Goal 1
In the forum thread about the Bolt+ skip button, on which device did krkaufman successfully use the sequence?
Goal 2
Continue the forum thread about the Bolt+ skip button from the point where it stops.
:: Passage given
# Bolt+ Skip Not Scan 30



## svevo (Mar 28, 2008)

I apologize for starting a new thread on this. I googled a couple of threads here, but both dated to 2015 and didn't help. My Bolt+ is barely two weeks old and replaces a Series 3HD to which I'd applied the classic select-select-play-select-3-0-select hack with no hassle. The single annoying thing about my Bolt+ is that it's Skip-30 button (Advance) scans instead of skipping, forcing me to look away or suffer sometimes five minutes worth of FF'd ads.

I've tried keying *select-select-play-select-3-0-select * both while playing back a recording and, per one suggestion here, from the CC (closed-caption) screen. Neither worked. On the CC screen, "select" turns CC on and off. I've also tried *select-play-select-3-0-select*.

I've looked at *kmttg *download pages after, again here, seeing references, but if that's the solution, I'm puzzled about how it can be applied to the TiVo remote. I do use the remote, don't even have a phone. I do have the TiVo app on my iPad, but there's no way I'd regularly use that to control the Bolt+. Can someone explain *kmttg*? Can it change the functions on the box or remote, not just in the app? How would I do it?

The Bolt+'s _Remote, CABLEcard & Devices_ tab doesn't offer an option to toggle skip or scan for the Advance button, though I've read that for some earlier models it did.

Has anyone succeeded in making the Bolt+'s Advance button skip 30 sec instead of scanning 30 sec? Please, how?

thanks,
svevo


----------



## BigJimOutlaw (Mar 21, 2004)

select-play-select-3-0-select should work. It does sometimes take more than one try, though.

I wouldn't worry about the extra select at the beginning. Do SPS30S while playing a recording (wait for the progress bar to clear before pressing). Right now Tivo is running an ad on the progress bar, so the last time you press "select" might send you out of your recording and into the ad's menu, but there will still be a confirmation chime when it is successful.


----------



## krkaufman (Nov 25, 2003)

svevo said:


> I've also tried *select-play-select-3-0-select*.


I'm not a BOLT+ owner, but wanted to comment that the above is the correct sequence, with just the one 'Select' to start. I just used it successfully on my TiVo Mini, while watching a recorded video, to disable 30-Second Skip and then re-enable it.


----------



## ThAbtO (Apr 6, 2000)

Its Select-Select-Play-Select-3-0-Select *during* LIVE TV on a screen without any Tivo displays (Press Clear). The 1st Select is to bypass the Mini-Guide.

Its just Select-Play-Select-3-0-Select *while* Watching a recorded show, without any Tivo displays (Press Clear).

Hear 3 dings when successful (but not when audio is in Dolby, only PCM.)


----------



## ej42137 (Feb 16, 2014)

svevo said:


> I've looked at *kmttg *download pages after, again here, seeing references, but if that's the solution, I'm puzzled about how it can be applied to the TiVo remote. I do use the remote, don't even have a phone. I do have the TiVo app on my iPad, but there's no way I'd regularly use that to control the Bolt+. Can someone explain *kmttg*? Can it change the functions on the box or remote, not just in the app? How would I do it?
::::
:: Entries
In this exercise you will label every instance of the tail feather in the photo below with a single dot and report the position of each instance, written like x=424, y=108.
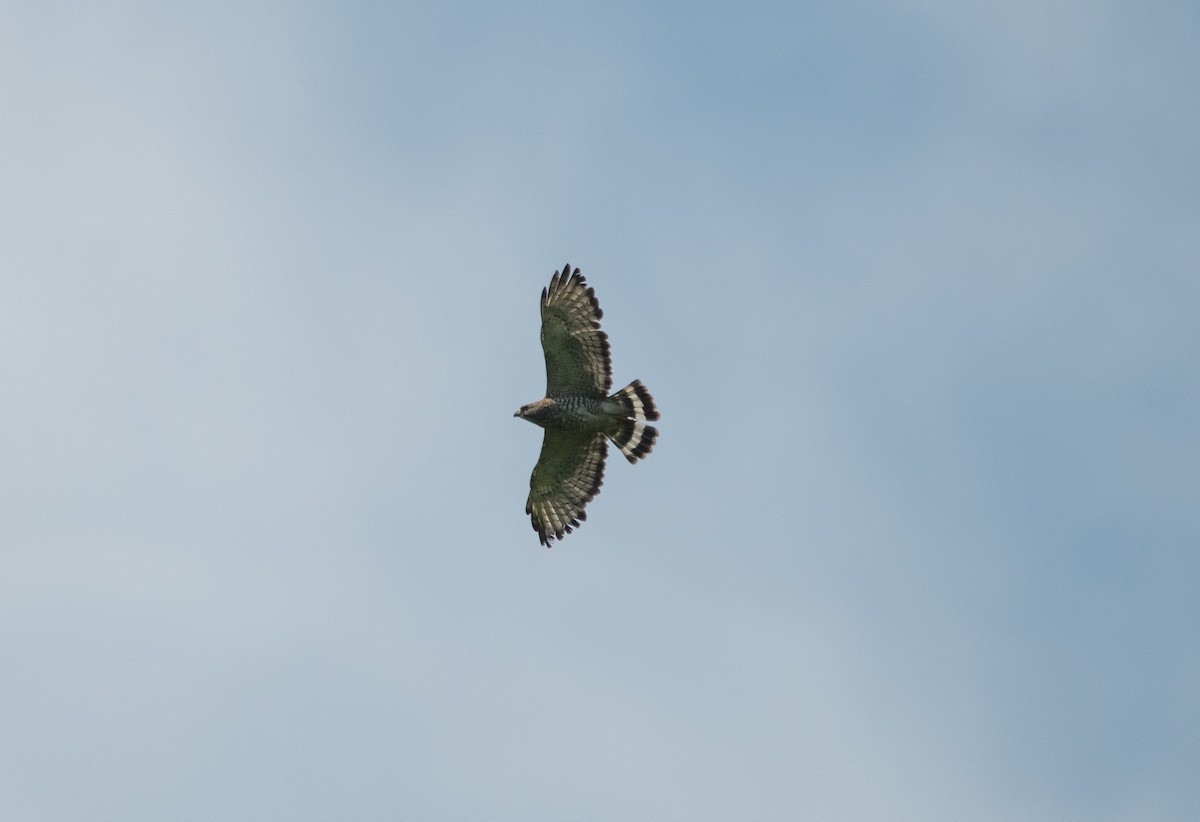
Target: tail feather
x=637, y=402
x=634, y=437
::::
:: Entries
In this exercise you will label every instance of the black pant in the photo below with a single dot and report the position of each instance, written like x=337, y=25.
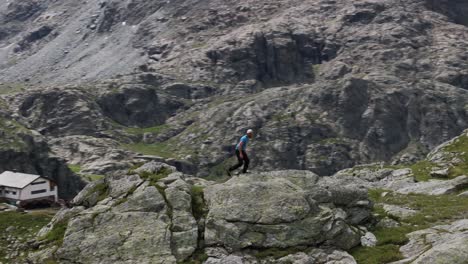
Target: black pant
::::
:: Entries
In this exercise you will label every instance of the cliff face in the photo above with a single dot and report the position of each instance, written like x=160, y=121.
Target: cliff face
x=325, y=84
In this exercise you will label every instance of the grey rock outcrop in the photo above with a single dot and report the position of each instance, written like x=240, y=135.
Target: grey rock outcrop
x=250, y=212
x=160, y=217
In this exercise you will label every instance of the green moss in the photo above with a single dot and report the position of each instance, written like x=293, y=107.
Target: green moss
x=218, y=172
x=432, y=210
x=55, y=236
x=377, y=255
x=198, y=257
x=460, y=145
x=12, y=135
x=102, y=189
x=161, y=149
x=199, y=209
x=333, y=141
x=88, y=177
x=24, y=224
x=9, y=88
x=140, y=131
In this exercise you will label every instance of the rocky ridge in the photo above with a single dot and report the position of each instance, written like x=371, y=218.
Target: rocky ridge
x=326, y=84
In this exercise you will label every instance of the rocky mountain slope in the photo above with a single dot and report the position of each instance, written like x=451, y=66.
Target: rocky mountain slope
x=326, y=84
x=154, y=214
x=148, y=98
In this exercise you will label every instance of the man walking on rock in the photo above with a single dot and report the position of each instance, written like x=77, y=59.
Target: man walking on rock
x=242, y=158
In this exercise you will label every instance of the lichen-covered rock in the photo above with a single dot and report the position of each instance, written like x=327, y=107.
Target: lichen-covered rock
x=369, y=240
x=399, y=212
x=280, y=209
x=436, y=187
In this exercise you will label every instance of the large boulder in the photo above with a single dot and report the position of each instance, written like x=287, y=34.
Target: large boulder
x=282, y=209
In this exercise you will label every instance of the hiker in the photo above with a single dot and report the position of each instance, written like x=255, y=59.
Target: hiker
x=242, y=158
::::
Written response 1
A TiVo Mini, while watching a recorded video.

Written response 2
kmttg has a "remote" function that has all the same buttons as your TiVo remote (except the "learning" buttions); it does this by sending commands to the telnet interface of your TiVo. Besides those buttons, it can also perform several of the "backdoor" TiVo functions like toggling the 30 second skip as you want to do. Because kmttg has complete control of the timing of the commands it sends, it is much more reliable than trying to do it yourself with a remote; all you have to do is be playing a show while you send the 30 second skip toggle from kmttg and it will almost always work.

The kmttg program is a great program, but it is a large program and it takes a certain amount of effort to install it and learn it to use it. Toggling the 30 second skip with your remote might take a few tries, but it would be much less work unless you wanted to use the many other useful features of kmttg.


----------



## svevo (Mar 28, 2008)

Thanks all. It worked when I sat really close to the box and keyed SPS30S very fast. I suspect speed is what made the difference.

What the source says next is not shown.